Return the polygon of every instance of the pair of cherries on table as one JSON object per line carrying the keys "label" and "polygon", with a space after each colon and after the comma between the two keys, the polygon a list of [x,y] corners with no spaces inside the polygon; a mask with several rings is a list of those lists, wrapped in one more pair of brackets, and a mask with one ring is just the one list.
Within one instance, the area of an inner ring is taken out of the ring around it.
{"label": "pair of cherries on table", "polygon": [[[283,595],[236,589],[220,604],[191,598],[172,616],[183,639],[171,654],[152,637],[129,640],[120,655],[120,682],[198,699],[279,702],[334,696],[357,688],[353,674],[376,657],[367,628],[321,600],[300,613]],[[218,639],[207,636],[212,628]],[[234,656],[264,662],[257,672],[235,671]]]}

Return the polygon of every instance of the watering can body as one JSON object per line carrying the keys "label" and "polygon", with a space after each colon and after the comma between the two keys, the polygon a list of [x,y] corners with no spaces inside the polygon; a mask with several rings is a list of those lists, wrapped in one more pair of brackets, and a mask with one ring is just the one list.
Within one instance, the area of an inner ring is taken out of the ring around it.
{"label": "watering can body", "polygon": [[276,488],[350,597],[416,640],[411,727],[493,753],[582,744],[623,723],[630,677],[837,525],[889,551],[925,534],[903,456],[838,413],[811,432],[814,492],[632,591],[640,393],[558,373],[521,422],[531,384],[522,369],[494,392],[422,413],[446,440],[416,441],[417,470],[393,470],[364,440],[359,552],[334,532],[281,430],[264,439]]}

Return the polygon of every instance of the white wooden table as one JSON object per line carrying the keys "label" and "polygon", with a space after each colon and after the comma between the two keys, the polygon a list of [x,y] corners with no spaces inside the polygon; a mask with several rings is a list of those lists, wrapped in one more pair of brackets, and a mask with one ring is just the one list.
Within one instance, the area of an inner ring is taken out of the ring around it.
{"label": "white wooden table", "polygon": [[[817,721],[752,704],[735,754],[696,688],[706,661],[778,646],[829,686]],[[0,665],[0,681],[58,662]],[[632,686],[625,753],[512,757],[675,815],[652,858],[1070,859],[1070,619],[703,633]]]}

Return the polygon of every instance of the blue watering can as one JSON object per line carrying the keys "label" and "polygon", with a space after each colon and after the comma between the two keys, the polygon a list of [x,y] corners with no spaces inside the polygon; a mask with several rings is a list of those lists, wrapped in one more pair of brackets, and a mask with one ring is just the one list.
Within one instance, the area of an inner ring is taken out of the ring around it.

What you have to do> Lay out as a numbered list, with blank lines left out, the part of the items above that opens with the line containing "Return the polygon of every instance of the watering" and runs through the final line of the items.

The completed task>
1. Return the polygon of every instance of the watering can body as one JSON object per line carrying the keys "label" and "polygon", with a space after each colon and after the comma between the two keys, the polygon a list of [x,y] corners with no spaces inside the polygon; a mask with several rings is a list of those lists, wrapped in one more pair of brackets, and a mask with one ring is just the one list.
2. Within one instance, the area of an inner ring is taken out of the ring around it.
3. {"label": "watering can body", "polygon": [[276,488],[350,597],[416,640],[411,727],[493,753],[582,744],[623,723],[630,677],[837,525],[889,551],[925,534],[903,456],[838,413],[811,432],[814,492],[632,591],[640,393],[558,373],[521,422],[531,384],[522,369],[494,392],[422,413],[446,440],[416,441],[417,470],[393,470],[364,440],[359,552],[334,532],[281,430],[264,439]]}
4. Return the polygon of every instance of the white wooden table as one JSON object per line carrying the keys "label" and "polygon", with a space after each colon and after the comma between the two keys, the polygon a list of [x,y] corners with no spaces inside the polygon; a mask with several rings is a list of those lists, wrapped in one more pair of brackets, and a mask with one ring is just the one list.
5. Within one instance, the area of an inner ring is taken out of the ring around it.
6. {"label": "white wooden table", "polygon": [[[817,721],[752,704],[735,754],[696,688],[706,661],[778,646],[829,686]],[[0,665],[0,681],[58,662]],[[632,686],[625,753],[512,757],[675,815],[652,858],[1070,859],[1070,619],[703,633]]]}
7. Return the polygon of every instance of the blue watering can as one JSON object per line carrying the keys "label" and "polygon", with a space after each colon and after the comma between the two keys, the polygon a list of [x,y] corners with no spaces inside the polygon; a mask with several rings is a list of those lists, wrapped in one more pair of brackets, and a mask with one ring is just the one list.
8. Within one instance, the area of an inner ring is taken out of the ring around it.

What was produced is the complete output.